─── Data to process

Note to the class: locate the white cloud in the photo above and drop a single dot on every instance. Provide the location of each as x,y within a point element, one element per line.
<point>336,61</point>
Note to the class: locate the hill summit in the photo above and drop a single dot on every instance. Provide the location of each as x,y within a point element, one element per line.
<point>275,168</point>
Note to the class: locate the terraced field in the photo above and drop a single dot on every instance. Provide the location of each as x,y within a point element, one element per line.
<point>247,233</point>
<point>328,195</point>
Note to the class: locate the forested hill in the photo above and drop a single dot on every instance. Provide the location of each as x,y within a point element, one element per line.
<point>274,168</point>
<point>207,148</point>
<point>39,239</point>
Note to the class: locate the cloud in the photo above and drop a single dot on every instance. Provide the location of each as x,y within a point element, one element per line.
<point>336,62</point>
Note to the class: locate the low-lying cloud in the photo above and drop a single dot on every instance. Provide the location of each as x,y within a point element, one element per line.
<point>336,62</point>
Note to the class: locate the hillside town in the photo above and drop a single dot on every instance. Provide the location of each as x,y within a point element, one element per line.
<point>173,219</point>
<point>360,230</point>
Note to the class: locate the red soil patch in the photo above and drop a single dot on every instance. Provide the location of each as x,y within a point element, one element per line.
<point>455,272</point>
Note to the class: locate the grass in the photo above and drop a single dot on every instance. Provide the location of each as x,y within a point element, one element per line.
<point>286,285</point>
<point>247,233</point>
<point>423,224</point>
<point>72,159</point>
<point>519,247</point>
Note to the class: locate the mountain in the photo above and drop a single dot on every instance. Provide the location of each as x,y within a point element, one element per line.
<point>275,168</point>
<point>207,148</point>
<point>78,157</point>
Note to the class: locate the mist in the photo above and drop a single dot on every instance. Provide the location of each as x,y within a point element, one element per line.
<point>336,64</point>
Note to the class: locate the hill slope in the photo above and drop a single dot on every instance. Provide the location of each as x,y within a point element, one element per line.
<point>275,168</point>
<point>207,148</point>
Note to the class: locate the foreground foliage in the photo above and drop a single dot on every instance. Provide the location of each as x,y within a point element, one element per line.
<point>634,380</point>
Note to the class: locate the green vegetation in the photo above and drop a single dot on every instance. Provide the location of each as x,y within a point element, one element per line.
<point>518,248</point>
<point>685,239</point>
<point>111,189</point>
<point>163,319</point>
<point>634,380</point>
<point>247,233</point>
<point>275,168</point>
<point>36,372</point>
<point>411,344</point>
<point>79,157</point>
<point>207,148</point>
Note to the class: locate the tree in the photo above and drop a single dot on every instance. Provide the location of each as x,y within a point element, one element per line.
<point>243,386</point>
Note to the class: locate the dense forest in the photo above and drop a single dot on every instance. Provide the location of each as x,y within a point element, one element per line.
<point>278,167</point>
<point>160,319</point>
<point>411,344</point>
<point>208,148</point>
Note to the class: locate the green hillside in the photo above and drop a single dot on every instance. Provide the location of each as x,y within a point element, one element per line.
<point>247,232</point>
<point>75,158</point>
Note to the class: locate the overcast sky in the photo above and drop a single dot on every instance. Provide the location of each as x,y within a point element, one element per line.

──────
─── Data to process

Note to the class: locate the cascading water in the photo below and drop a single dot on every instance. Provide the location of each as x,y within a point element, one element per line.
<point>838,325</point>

──────
─── Data to process

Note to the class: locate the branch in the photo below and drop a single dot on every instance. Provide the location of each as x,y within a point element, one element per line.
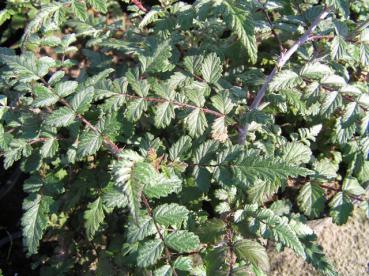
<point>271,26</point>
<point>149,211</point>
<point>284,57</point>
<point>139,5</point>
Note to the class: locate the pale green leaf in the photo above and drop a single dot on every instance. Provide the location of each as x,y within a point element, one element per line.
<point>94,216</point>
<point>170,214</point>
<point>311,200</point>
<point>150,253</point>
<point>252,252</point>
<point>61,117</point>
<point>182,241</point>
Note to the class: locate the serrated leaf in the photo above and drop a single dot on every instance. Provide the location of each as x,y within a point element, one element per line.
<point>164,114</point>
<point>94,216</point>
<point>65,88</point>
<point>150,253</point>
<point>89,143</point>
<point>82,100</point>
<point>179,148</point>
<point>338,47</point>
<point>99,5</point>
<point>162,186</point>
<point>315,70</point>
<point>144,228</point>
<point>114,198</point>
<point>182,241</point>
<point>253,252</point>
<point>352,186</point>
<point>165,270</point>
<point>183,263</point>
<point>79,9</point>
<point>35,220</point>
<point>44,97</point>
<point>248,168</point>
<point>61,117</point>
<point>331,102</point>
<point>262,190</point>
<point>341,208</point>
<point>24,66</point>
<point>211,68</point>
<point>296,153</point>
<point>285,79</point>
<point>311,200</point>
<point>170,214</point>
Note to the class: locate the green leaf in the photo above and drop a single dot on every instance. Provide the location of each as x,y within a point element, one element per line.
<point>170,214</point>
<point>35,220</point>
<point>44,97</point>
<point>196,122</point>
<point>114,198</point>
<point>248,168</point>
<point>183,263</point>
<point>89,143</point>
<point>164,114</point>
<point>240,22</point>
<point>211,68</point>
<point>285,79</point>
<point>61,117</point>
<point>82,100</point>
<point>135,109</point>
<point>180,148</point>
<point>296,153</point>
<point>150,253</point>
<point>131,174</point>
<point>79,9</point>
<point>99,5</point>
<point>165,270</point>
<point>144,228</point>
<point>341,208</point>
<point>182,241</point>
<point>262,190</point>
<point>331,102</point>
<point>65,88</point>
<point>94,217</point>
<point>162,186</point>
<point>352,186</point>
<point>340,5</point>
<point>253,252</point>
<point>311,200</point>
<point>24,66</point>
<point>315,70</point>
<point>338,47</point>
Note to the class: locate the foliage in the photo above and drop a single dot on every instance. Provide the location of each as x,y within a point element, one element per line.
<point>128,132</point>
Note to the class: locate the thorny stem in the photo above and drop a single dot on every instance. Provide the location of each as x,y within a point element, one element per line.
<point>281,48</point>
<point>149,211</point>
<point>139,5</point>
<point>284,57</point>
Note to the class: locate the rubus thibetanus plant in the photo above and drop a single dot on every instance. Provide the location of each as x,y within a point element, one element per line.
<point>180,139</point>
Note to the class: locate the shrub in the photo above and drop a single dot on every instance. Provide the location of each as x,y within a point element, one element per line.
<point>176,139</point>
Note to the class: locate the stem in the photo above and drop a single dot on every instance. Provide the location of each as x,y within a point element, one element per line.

──────

- [Problem] Begin at the line above that has "Note to the class: locate the shrub" and stop after the line that has "Note to the class: locate the stem", copying each line exactly and adding nothing else.

- [Answer to this exercise]
Note to the class: locate the shrub in the photo above and drop a single dot on every instance. Provide the location of each as x,y within a point element, one element per line.
<point>176,139</point>
Note to the class: locate the stem in the photo above and drop a single dot on every instance. Provide the location of each as x,y within a point element, one element per line.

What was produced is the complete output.